#### [TO BE DONE]
Everything from the line with "the tree in the photo above." through the last line of the records below should be copied exactly, both ends included.

#### [MATERIALS PROVIDED]
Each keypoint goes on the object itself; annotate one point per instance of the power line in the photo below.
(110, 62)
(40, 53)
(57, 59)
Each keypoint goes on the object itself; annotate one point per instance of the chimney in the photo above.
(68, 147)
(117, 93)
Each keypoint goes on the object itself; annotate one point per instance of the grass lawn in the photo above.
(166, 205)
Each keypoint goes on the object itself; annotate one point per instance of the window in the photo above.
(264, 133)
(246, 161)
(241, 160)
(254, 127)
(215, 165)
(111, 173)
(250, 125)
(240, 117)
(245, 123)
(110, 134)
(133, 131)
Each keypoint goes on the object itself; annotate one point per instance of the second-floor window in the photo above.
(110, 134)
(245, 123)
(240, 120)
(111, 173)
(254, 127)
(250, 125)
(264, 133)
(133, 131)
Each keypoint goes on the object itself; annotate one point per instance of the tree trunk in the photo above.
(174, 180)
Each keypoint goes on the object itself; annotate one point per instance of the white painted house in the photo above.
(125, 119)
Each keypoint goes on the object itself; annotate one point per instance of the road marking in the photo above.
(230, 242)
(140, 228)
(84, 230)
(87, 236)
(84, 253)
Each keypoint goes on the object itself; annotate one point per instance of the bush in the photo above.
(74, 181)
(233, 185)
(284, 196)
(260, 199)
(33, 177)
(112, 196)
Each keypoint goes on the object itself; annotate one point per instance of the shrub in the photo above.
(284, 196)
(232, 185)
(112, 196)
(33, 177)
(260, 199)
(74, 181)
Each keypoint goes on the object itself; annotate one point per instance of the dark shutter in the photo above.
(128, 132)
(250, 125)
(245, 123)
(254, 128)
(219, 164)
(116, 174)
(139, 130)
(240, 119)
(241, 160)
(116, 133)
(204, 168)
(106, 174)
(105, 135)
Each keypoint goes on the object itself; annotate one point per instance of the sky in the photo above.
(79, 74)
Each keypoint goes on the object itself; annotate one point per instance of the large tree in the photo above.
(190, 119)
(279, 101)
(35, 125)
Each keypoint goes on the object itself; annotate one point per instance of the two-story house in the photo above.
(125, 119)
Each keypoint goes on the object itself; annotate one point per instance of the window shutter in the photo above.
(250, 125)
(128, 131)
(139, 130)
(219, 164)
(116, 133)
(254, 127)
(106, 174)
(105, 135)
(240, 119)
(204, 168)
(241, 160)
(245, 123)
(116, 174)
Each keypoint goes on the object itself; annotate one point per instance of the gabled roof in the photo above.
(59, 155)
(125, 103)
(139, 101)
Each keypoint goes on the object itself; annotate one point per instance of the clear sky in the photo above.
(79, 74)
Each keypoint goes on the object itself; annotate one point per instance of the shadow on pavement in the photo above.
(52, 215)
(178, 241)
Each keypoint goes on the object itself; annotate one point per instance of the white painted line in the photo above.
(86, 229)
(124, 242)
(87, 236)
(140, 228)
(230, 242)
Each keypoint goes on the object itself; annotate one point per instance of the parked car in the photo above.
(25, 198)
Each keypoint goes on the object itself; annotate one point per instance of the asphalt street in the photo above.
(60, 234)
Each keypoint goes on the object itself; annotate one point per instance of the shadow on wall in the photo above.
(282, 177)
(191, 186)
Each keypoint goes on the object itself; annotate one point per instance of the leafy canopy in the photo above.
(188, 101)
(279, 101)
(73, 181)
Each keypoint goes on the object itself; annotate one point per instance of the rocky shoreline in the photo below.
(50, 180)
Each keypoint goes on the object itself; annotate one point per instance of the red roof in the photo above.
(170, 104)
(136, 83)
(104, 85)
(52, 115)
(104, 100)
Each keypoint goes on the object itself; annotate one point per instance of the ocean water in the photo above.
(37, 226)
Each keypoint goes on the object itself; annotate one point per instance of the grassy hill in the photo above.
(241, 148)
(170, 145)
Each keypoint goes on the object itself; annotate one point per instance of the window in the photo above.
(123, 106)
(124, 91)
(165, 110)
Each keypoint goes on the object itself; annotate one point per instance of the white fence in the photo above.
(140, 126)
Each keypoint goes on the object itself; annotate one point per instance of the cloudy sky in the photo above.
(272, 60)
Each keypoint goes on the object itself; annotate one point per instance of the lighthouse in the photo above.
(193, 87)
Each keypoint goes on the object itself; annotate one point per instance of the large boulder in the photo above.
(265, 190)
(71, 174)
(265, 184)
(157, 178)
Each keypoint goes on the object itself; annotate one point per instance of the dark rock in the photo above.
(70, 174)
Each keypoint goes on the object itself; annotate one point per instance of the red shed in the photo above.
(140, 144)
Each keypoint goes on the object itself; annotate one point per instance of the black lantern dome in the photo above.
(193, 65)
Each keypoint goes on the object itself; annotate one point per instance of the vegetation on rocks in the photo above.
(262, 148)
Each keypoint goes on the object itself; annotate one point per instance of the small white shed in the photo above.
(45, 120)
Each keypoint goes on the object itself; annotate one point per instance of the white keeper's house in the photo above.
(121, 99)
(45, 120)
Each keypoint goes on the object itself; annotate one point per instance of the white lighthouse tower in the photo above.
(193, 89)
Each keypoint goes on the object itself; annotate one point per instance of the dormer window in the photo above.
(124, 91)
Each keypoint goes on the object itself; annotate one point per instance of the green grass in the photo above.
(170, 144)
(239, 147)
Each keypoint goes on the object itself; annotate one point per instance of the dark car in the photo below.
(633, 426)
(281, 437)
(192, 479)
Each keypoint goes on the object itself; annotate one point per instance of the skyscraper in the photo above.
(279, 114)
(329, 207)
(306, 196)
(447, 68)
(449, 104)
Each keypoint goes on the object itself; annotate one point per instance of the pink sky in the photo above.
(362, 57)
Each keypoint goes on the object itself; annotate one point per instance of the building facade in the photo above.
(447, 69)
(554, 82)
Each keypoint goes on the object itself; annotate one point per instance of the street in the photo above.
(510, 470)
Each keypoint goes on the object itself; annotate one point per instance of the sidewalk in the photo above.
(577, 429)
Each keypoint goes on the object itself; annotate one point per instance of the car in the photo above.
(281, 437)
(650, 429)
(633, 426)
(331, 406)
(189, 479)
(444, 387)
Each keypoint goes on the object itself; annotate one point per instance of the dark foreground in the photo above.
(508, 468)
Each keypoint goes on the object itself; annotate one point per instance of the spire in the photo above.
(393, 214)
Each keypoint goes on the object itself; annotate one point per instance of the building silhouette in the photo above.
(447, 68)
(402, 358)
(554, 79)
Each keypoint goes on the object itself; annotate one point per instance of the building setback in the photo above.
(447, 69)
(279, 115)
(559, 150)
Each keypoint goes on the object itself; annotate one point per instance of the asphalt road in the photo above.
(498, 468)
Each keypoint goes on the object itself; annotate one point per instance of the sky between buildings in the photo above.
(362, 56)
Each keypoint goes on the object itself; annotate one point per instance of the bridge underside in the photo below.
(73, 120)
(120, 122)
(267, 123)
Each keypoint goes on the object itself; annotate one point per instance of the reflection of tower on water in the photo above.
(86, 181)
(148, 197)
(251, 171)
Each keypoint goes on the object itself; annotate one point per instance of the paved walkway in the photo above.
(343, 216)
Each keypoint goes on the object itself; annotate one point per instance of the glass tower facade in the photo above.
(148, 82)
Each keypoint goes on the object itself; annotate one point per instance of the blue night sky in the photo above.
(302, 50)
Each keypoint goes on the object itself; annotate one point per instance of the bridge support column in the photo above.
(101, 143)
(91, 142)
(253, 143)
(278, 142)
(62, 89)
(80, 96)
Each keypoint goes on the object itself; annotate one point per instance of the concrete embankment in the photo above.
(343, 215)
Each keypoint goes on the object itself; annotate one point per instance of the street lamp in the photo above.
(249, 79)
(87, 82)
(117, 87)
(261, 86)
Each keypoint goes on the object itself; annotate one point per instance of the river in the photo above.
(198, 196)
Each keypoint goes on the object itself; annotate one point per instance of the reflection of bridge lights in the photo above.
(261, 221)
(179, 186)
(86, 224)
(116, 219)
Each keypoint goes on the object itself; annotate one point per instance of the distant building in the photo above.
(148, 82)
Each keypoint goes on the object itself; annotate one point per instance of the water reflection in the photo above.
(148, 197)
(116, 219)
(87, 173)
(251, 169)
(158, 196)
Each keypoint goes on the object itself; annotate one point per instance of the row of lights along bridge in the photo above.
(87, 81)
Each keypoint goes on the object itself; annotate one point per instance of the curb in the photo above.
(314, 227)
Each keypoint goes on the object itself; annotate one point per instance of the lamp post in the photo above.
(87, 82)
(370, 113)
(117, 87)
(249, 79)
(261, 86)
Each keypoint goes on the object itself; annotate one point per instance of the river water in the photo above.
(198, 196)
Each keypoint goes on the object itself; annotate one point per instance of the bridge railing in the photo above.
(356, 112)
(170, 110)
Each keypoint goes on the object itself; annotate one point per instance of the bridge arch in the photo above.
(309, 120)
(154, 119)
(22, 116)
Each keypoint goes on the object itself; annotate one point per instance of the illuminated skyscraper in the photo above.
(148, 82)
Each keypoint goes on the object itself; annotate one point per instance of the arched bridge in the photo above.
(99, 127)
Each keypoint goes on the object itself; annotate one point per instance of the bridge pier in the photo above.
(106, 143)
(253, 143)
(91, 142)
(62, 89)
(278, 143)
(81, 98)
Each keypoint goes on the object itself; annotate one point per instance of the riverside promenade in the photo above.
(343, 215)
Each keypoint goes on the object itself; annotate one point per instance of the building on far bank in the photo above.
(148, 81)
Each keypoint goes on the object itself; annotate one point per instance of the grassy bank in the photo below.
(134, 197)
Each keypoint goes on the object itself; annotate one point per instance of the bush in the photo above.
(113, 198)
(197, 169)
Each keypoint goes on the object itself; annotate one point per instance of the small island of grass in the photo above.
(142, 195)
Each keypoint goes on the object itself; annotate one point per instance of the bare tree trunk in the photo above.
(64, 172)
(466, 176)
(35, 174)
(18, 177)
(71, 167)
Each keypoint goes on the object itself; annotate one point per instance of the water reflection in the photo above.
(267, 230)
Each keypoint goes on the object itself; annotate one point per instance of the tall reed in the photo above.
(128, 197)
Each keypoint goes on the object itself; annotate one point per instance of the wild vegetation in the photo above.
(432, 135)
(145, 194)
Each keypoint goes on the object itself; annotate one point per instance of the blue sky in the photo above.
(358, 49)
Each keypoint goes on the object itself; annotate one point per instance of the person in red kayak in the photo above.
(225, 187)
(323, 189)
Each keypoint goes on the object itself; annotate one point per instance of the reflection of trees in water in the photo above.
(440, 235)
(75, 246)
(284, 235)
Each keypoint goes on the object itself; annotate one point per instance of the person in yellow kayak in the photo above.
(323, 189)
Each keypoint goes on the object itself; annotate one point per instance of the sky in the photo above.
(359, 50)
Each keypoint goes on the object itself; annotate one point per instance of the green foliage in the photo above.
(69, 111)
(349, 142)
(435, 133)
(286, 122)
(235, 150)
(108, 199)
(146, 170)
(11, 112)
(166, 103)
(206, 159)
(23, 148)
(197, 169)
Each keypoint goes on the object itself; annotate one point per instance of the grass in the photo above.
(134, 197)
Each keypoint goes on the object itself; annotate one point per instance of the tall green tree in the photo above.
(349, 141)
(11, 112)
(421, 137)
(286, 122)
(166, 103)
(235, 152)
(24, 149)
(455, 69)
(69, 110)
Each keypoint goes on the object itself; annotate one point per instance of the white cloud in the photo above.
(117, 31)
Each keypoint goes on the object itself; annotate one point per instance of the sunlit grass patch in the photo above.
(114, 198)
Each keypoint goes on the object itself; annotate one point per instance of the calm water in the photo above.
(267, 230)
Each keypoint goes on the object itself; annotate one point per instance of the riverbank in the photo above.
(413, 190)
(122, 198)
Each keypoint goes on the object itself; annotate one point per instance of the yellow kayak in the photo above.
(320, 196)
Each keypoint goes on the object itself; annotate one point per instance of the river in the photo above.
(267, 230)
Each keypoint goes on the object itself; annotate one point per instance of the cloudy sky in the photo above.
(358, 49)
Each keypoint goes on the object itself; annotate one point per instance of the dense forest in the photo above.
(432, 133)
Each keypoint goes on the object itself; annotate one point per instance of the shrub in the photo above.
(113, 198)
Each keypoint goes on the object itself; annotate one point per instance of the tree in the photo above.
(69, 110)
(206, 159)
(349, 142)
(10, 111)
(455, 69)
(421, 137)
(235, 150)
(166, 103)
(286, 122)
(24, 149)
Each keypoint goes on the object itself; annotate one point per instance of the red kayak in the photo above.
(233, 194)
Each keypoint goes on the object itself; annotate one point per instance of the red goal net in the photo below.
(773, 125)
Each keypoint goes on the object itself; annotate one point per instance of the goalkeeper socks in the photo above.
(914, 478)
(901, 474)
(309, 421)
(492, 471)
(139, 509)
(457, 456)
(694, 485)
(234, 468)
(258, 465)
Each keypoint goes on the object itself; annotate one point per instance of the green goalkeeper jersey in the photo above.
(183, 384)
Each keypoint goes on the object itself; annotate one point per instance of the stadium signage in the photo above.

#### [SOLUTION]
Each keypoint goes on the object itself; annotate one point per instance of the tree in the photo above.
(69, 110)
(206, 159)
(349, 142)
(10, 111)
(455, 69)
(421, 137)
(235, 150)
(166, 103)
(286, 122)
(24, 149)
Each keypoint goes on the object itself; annotate one point per instance of the red kayak in the photo above.
(233, 194)
Each keypoint goes on the object itself; annotate one point per instance of the red goal net in the photo below.
(773, 125)
Each keypoint goes on the object itself; annotate one point per instance of the goalkeeper socks in the photo above.
(914, 478)
(901, 474)
(309, 421)
(492, 471)
(139, 509)
(457, 456)
(694, 485)
(234, 468)
(258, 465)
Each keypoint goes on the object itself; annotate one point per instance of the green goalkeeper jersey in the photo above.
(183, 384)
Each keypoint goes on the object itself; annotate one point per instance of the stadium signage in the photo above.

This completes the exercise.